>> BEGIN Material to process

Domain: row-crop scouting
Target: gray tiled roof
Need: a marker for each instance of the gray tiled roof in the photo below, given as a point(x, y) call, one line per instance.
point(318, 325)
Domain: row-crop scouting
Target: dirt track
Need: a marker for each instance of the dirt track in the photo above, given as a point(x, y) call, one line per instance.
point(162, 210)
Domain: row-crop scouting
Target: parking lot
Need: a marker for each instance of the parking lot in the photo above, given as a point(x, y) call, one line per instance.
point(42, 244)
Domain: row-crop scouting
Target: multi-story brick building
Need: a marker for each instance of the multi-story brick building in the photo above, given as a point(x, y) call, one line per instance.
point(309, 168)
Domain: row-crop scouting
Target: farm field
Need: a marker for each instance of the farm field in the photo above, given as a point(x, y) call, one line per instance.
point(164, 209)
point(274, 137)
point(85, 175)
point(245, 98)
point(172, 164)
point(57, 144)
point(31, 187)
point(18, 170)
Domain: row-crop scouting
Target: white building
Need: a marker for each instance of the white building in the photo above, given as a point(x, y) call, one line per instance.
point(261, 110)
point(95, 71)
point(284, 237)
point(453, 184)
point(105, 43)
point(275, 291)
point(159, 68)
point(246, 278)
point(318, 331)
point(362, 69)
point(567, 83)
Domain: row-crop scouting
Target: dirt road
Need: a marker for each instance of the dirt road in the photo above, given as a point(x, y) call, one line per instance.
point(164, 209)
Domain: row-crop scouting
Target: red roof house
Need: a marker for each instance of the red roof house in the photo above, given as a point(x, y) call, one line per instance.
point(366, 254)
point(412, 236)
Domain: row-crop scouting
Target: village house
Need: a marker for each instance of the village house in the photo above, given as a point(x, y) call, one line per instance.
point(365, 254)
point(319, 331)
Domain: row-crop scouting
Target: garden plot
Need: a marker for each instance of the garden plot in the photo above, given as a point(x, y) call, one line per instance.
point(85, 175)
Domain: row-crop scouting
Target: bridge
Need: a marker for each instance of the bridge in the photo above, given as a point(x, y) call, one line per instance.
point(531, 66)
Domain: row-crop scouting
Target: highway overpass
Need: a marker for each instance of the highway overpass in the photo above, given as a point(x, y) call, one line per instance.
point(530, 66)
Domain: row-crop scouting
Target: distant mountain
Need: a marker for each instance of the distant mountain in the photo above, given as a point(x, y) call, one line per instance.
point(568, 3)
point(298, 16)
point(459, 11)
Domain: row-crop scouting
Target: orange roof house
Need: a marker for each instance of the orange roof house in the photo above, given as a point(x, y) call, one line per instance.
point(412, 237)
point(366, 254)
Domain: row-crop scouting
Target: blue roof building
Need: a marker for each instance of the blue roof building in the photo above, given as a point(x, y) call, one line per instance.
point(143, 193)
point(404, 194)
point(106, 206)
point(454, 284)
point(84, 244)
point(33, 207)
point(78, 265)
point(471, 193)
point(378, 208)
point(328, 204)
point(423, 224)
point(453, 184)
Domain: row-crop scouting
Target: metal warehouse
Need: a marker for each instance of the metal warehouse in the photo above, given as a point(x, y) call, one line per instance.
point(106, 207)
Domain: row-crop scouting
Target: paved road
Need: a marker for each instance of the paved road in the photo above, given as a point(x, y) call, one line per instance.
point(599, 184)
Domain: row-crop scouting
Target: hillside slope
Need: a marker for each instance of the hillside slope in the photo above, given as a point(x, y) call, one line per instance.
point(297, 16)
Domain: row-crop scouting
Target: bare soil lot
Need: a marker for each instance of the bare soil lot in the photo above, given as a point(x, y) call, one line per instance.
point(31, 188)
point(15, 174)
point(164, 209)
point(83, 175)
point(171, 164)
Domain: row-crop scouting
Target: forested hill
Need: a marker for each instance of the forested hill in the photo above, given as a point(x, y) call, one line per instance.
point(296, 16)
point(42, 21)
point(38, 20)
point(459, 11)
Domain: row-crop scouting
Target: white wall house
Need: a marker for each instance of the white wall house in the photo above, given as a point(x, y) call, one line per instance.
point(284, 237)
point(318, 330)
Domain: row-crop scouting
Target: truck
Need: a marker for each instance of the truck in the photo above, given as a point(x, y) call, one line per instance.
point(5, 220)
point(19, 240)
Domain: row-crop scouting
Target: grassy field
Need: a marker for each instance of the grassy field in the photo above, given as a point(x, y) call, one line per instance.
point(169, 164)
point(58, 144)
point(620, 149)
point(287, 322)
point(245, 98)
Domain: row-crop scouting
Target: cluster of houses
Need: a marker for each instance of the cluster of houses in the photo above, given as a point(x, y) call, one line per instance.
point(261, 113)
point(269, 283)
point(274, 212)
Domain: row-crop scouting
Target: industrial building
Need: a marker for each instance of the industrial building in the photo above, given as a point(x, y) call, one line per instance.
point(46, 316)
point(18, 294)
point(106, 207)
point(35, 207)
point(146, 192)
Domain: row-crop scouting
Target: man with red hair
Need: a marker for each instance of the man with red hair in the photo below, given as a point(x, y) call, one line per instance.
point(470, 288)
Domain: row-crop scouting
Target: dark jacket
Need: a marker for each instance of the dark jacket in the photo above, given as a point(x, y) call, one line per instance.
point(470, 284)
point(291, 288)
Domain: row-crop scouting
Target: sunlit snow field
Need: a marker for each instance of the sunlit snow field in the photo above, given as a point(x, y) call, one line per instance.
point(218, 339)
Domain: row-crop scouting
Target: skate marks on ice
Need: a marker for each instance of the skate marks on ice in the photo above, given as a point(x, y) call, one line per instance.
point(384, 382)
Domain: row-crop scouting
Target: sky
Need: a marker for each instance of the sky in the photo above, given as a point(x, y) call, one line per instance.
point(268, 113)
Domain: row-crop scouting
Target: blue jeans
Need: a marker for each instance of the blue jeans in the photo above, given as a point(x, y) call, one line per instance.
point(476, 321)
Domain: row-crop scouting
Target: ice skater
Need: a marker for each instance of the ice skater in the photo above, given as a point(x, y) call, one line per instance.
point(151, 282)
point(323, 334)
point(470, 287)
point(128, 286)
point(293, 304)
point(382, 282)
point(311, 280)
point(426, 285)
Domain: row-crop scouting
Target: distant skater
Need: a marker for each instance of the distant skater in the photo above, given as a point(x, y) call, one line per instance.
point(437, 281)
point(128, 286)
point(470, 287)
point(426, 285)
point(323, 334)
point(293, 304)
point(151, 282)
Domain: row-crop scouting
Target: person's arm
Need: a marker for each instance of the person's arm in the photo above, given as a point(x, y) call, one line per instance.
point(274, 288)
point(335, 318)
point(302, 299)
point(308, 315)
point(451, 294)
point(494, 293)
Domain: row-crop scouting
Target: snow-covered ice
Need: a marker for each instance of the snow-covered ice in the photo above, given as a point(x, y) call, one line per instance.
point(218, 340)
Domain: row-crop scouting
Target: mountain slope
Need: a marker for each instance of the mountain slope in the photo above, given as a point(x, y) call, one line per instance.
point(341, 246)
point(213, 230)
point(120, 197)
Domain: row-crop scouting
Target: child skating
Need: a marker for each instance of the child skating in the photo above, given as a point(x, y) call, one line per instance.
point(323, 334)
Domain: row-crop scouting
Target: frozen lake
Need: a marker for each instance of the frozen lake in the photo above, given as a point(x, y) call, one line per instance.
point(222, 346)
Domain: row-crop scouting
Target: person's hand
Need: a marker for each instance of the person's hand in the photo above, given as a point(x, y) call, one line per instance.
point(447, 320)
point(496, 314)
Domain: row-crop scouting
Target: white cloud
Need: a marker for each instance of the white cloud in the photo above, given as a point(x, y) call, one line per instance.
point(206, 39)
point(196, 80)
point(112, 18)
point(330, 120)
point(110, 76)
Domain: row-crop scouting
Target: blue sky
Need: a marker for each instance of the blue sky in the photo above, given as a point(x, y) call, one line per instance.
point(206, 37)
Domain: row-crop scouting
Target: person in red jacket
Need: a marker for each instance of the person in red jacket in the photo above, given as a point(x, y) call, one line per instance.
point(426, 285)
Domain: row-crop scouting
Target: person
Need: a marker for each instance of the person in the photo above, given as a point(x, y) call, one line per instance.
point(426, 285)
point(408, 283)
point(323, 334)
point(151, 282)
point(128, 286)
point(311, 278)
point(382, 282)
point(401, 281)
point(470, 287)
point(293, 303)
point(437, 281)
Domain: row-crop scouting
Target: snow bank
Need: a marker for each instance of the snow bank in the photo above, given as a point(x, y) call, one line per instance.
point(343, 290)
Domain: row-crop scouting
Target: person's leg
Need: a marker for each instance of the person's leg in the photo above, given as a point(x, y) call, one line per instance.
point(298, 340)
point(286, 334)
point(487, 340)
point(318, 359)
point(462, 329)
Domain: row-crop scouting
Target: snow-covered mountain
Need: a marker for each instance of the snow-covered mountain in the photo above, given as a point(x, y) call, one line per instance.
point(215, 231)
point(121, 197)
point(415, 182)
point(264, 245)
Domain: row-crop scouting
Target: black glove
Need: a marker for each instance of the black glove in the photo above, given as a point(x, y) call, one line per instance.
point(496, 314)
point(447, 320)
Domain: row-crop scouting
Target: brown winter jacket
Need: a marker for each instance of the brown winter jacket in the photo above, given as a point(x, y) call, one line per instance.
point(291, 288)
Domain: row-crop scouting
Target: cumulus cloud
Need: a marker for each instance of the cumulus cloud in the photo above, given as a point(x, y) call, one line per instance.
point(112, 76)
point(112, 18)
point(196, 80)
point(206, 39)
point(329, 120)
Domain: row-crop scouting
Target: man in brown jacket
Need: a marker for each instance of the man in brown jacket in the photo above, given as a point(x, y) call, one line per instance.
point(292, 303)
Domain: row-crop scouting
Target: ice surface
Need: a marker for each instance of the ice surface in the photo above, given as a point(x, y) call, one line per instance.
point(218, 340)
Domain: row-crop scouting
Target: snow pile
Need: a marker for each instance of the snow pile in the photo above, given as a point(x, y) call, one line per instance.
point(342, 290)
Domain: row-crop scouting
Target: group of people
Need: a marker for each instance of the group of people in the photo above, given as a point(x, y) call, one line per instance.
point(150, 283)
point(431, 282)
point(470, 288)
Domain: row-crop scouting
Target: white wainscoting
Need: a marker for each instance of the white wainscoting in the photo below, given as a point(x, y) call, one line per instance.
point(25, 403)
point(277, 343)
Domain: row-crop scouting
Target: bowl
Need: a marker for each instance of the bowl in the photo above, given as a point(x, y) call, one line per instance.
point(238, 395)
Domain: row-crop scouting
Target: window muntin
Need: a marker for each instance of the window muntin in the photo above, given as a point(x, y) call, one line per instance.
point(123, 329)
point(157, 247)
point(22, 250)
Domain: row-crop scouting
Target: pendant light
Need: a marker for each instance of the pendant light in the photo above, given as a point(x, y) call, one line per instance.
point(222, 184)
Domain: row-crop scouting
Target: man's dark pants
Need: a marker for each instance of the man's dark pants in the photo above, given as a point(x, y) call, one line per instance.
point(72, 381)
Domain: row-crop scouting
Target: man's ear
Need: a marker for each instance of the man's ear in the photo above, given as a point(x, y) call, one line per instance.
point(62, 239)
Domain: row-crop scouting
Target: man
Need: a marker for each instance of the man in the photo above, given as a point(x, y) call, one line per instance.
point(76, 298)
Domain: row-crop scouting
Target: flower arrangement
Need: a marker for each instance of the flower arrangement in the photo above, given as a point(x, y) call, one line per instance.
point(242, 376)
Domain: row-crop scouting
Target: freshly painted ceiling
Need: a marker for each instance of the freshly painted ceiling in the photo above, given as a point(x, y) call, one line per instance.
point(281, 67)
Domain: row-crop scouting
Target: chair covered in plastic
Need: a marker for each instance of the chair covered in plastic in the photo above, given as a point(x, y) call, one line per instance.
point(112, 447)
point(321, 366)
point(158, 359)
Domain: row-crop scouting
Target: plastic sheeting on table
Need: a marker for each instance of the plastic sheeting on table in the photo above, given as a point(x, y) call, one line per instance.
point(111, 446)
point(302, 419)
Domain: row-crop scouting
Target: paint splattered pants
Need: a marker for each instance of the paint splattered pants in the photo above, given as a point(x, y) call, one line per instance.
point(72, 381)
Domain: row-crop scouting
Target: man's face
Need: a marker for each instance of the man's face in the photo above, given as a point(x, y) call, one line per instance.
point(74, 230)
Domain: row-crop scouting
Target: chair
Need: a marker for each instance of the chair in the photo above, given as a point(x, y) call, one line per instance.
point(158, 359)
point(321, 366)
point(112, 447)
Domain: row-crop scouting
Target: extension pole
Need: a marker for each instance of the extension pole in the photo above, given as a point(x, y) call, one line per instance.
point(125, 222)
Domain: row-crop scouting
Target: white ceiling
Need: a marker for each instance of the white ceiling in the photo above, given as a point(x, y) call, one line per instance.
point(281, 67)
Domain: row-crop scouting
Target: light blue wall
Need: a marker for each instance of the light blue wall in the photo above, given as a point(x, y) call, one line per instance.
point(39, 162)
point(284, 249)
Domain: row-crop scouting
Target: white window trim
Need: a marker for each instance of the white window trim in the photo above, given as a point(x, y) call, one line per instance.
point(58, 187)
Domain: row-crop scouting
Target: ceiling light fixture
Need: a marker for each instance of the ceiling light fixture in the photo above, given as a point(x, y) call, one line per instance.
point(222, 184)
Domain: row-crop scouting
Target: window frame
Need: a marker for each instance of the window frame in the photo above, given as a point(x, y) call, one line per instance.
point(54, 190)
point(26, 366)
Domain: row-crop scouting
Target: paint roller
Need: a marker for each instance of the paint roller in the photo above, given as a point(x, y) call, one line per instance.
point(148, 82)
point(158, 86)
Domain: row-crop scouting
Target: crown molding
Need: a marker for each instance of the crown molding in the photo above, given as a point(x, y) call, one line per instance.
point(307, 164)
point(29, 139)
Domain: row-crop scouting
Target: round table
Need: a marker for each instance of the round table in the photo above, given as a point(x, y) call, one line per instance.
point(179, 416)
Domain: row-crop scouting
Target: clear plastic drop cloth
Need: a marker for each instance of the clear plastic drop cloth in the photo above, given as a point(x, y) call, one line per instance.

>> END Material to process

— Your instructions —
Present the entries from the beginning through the line containing "point(162, 210)" as a JSON list of strings, one string per line and blank lines omitted.

— Final result —
[
  "Domain: row-crop scouting",
  "Target: gray tiled roof",
  "Need: a marker for each instance of the gray tiled roof in the photo below, given as a point(x, y) call, one line per instance.",
  "point(318, 325)",
  "Domain: row-crop scouting",
  "Target: dirt track",
  "Need: a marker for each instance of the dirt track in the photo above, given as a point(x, y) call, one line per instance.",
  "point(162, 210)"
]